GIVEN EXERCISE ▸ Copy the lines from the one with "Exercise. Mark the flower" to the one with "Target: dirt ground", swapping "putting one point on every instance" for "placing a single point on each instance" and leaving everything else unchanged.

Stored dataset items
_ _ _ _

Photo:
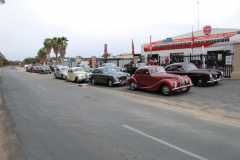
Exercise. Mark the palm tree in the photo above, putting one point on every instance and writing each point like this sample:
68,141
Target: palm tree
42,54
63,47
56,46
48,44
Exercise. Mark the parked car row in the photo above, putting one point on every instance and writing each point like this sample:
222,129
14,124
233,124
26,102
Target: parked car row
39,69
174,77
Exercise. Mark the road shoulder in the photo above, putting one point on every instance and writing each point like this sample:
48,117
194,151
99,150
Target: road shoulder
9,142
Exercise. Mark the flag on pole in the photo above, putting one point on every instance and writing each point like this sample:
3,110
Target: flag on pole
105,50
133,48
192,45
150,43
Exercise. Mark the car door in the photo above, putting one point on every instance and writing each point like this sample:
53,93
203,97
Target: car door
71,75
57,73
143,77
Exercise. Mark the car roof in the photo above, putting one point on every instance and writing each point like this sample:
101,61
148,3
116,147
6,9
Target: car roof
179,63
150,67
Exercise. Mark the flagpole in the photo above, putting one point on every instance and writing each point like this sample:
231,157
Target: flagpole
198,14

_ _ _ _

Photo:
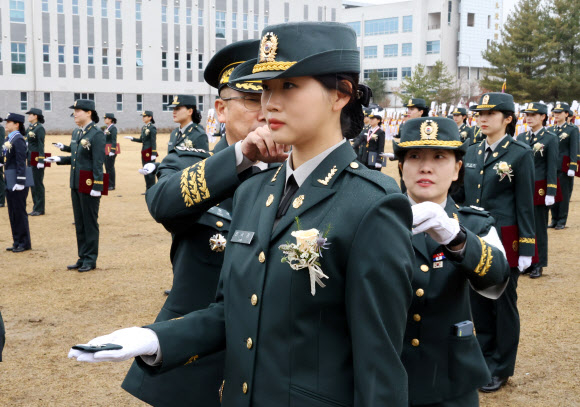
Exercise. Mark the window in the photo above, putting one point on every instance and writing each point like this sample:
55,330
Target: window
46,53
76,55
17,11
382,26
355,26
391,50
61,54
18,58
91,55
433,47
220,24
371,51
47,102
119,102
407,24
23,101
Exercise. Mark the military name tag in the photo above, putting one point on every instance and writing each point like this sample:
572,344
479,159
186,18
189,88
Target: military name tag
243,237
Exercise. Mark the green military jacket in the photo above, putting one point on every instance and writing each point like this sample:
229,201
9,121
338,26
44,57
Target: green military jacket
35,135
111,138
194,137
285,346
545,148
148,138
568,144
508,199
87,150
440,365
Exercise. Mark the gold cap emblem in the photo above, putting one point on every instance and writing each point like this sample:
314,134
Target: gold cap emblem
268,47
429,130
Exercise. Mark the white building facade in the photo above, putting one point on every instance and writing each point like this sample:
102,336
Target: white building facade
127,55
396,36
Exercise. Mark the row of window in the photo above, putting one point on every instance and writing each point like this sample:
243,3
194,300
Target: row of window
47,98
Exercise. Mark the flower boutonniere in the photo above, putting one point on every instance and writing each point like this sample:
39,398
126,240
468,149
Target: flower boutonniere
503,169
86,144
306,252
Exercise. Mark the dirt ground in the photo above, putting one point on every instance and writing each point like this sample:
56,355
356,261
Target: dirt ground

_ _ _ _

THE RESULT ▸
Exercise. Mark the flower boutonniere in the photo above, placing a single point on each instance and writing each point like this sample:
39,398
126,240
468,149
Target: flower boutonniere
503,169
86,144
306,252
Exercise. Mark the dirt ground in the photo above, placing a single point on each instance and writing each point like this sample:
56,355
356,261
Target: dirt ground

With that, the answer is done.